■ What is asked ■
Please pick out every line of the items below that contains the word "white", and copy each one.

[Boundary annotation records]
►

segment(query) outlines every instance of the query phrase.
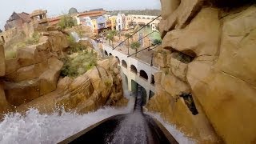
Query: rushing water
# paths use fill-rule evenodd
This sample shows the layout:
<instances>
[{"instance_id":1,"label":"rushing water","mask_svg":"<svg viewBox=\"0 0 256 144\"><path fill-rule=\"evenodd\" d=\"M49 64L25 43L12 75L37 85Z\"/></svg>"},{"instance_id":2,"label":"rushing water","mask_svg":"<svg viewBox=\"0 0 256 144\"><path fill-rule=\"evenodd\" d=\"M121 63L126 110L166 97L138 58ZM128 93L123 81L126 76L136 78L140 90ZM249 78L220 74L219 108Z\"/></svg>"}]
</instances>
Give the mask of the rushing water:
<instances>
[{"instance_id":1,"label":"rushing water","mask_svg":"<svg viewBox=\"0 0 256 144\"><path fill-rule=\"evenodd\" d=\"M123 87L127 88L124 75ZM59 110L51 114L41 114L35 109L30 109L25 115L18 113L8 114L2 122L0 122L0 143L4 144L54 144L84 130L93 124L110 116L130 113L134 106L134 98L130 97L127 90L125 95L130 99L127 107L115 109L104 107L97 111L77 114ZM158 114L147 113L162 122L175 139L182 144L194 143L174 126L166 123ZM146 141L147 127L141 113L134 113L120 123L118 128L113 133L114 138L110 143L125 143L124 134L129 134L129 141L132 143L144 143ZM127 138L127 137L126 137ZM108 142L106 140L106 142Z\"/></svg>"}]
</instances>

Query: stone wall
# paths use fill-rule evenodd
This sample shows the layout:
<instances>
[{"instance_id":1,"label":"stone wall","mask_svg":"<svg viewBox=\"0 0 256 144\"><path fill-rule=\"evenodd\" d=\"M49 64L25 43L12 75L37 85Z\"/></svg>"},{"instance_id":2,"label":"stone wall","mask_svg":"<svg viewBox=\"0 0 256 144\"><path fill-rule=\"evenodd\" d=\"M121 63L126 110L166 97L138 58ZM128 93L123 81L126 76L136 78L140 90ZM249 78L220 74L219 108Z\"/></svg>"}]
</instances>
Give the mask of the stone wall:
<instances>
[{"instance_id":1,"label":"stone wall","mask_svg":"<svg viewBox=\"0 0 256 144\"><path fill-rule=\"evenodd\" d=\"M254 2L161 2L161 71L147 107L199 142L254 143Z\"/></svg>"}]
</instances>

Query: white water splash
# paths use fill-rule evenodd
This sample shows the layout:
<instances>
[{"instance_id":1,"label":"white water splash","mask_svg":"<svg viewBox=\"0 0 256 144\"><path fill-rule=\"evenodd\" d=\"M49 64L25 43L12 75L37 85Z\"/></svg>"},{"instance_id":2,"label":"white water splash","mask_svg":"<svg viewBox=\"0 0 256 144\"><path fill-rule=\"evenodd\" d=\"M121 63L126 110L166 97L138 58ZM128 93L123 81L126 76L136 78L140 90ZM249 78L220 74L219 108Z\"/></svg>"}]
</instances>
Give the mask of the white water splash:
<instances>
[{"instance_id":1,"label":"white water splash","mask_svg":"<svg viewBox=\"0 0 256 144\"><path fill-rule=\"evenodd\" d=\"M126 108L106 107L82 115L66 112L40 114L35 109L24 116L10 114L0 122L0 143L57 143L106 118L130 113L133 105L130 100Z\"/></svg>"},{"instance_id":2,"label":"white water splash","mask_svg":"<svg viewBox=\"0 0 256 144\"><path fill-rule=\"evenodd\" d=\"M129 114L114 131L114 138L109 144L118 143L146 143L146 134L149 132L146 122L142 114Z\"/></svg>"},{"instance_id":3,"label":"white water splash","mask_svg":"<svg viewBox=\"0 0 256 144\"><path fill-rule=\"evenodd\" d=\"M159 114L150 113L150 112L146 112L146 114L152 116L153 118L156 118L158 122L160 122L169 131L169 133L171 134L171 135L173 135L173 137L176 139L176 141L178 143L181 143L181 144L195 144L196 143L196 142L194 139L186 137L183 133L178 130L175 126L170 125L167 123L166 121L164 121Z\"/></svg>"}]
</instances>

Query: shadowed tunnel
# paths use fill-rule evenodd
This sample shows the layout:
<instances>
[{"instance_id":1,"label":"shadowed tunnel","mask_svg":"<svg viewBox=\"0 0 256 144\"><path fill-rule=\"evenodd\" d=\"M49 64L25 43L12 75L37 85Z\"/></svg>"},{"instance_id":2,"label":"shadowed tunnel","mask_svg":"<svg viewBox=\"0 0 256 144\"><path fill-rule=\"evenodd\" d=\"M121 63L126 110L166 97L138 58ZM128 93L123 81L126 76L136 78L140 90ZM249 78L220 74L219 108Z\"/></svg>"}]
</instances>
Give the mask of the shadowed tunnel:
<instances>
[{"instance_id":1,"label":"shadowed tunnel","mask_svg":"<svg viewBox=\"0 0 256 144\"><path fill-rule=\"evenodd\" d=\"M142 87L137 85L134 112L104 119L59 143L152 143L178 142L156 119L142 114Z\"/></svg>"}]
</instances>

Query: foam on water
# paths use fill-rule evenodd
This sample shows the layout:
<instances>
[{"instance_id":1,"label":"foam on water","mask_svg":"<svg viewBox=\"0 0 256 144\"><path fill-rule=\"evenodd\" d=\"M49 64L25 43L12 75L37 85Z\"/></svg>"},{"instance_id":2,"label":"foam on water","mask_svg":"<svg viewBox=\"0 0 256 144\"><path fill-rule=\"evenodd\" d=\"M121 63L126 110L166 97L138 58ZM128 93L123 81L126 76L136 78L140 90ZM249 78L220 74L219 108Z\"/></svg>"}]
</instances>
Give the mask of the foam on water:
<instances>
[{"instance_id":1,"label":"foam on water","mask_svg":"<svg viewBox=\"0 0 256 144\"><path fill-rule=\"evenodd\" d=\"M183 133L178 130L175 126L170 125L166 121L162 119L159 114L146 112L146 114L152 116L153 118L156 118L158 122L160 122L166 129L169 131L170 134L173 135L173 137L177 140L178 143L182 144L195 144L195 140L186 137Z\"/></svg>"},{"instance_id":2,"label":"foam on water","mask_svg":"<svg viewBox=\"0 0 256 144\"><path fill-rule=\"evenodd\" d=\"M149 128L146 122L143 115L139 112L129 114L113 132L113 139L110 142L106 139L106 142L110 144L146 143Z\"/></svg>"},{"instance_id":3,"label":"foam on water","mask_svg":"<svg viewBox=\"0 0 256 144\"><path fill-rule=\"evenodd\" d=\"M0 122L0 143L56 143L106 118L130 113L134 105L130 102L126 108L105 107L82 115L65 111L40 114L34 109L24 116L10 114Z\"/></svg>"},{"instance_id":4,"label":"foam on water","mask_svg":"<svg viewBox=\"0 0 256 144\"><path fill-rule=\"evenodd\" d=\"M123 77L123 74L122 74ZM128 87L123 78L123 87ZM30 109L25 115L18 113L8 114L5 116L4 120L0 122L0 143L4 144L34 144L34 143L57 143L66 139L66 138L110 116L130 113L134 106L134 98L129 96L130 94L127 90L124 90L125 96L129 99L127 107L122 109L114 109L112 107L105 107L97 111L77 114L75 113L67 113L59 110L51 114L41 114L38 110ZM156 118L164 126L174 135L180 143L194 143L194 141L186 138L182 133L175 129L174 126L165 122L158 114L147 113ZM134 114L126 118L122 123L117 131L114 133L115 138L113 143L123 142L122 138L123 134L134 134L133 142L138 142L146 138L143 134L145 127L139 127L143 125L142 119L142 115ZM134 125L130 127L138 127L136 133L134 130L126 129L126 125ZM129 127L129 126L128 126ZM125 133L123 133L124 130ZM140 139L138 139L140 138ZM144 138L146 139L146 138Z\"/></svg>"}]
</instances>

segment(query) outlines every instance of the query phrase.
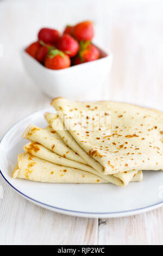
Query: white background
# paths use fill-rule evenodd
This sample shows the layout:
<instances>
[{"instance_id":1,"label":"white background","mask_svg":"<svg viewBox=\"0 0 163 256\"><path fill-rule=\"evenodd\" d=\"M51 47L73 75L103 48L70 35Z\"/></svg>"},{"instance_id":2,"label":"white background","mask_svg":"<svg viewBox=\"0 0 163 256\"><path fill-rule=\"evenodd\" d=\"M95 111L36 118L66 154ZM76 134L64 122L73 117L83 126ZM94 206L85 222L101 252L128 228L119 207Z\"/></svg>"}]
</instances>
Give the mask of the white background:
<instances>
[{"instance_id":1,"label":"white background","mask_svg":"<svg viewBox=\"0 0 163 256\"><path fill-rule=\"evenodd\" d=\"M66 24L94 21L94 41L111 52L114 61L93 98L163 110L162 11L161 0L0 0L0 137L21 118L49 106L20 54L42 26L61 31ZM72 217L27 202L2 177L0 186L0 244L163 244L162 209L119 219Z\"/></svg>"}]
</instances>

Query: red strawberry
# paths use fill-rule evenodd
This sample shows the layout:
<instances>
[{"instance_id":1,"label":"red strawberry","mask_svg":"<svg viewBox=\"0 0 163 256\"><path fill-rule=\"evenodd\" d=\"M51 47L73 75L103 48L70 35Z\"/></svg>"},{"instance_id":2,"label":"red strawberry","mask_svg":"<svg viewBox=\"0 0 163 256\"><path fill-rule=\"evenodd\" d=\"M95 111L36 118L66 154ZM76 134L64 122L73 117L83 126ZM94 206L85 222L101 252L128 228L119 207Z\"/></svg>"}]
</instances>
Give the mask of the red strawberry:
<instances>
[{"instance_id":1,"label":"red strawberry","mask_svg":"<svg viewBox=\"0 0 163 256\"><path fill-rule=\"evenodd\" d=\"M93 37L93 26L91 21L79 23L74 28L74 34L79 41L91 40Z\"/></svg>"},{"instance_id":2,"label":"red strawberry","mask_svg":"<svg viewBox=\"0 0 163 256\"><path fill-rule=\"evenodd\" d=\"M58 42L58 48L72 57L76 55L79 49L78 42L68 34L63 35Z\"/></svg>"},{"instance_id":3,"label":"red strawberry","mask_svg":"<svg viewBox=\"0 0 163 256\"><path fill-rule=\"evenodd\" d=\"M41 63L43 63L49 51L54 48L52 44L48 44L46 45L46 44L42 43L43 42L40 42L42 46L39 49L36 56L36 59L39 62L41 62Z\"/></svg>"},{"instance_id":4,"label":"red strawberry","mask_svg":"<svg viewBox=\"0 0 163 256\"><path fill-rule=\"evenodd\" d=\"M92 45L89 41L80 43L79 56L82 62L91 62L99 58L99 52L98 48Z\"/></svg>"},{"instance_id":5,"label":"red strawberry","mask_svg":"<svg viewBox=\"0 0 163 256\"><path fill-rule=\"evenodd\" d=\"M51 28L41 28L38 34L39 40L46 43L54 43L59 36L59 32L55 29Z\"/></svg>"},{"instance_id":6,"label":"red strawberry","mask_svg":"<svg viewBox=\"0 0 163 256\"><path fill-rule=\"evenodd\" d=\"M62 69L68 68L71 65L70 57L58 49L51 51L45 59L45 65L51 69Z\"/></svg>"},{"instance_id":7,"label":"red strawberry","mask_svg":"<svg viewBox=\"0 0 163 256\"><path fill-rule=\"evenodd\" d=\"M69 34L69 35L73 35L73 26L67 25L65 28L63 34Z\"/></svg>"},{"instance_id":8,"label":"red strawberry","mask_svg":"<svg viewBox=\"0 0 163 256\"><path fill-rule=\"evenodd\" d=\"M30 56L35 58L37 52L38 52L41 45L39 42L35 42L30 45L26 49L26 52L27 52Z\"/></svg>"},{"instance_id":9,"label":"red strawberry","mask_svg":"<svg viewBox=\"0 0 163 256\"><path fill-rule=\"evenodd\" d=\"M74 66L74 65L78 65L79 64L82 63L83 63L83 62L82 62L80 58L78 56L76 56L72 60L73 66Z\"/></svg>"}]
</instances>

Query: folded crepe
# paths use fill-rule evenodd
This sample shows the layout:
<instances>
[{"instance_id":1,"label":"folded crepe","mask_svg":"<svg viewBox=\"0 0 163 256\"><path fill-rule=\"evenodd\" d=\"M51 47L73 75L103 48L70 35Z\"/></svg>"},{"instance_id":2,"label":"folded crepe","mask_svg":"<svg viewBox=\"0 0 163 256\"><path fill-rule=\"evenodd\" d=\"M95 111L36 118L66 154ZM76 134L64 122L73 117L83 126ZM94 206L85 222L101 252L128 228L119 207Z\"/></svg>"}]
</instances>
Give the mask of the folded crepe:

◄

■ Exercise answer ■
Query: white water splash
[{"instance_id":1,"label":"white water splash","mask_svg":"<svg viewBox=\"0 0 256 144\"><path fill-rule=\"evenodd\" d=\"M49 64L25 43L12 75L37 85Z\"/></svg>"},{"instance_id":2,"label":"white water splash","mask_svg":"<svg viewBox=\"0 0 256 144\"><path fill-rule=\"evenodd\" d=\"M121 63L126 110L166 97L138 58ZM128 93L123 81L126 76L136 78L140 90ZM249 78L220 74L219 108Z\"/></svg>"}]
Give the mask of the white water splash:
[{"instance_id":1,"label":"white water splash","mask_svg":"<svg viewBox=\"0 0 256 144\"><path fill-rule=\"evenodd\" d=\"M126 108L106 107L82 115L66 112L40 114L35 109L24 116L10 114L0 122L0 143L57 143L106 118L130 113L133 105L130 100Z\"/></svg>"},{"instance_id":2,"label":"white water splash","mask_svg":"<svg viewBox=\"0 0 256 144\"><path fill-rule=\"evenodd\" d=\"M129 114L114 131L114 138L109 144L118 143L146 143L146 134L149 132L146 122L142 114Z\"/></svg>"},{"instance_id":3,"label":"white water splash","mask_svg":"<svg viewBox=\"0 0 256 144\"><path fill-rule=\"evenodd\" d=\"M159 114L150 113L150 112L146 112L146 114L152 116L153 118L156 118L158 122L160 122L169 131L169 133L171 134L171 135L173 135L173 137L176 139L176 141L178 143L181 143L181 144L195 144L196 143L196 142L194 139L186 137L183 133L178 130L175 126L170 125L167 123L166 121L164 121Z\"/></svg>"}]
Query: white background
[{"instance_id":1,"label":"white background","mask_svg":"<svg viewBox=\"0 0 163 256\"><path fill-rule=\"evenodd\" d=\"M51 47L73 75L103 48L70 35Z\"/></svg>"},{"instance_id":2,"label":"white background","mask_svg":"<svg viewBox=\"0 0 163 256\"><path fill-rule=\"evenodd\" d=\"M95 111L36 118L66 154ZM76 134L64 122L73 117L83 126ZM94 206L85 222L101 252L128 228L119 207Z\"/></svg>"}]
Give the mask of the white background:
[{"instance_id":1,"label":"white background","mask_svg":"<svg viewBox=\"0 0 163 256\"><path fill-rule=\"evenodd\" d=\"M66 24L94 21L94 41L111 52L114 61L93 98L163 110L162 11L161 0L0 0L0 137L21 118L49 106L20 54L42 26L61 31ZM72 217L27 202L2 177L0 186L0 244L163 244L162 209L119 219Z\"/></svg>"}]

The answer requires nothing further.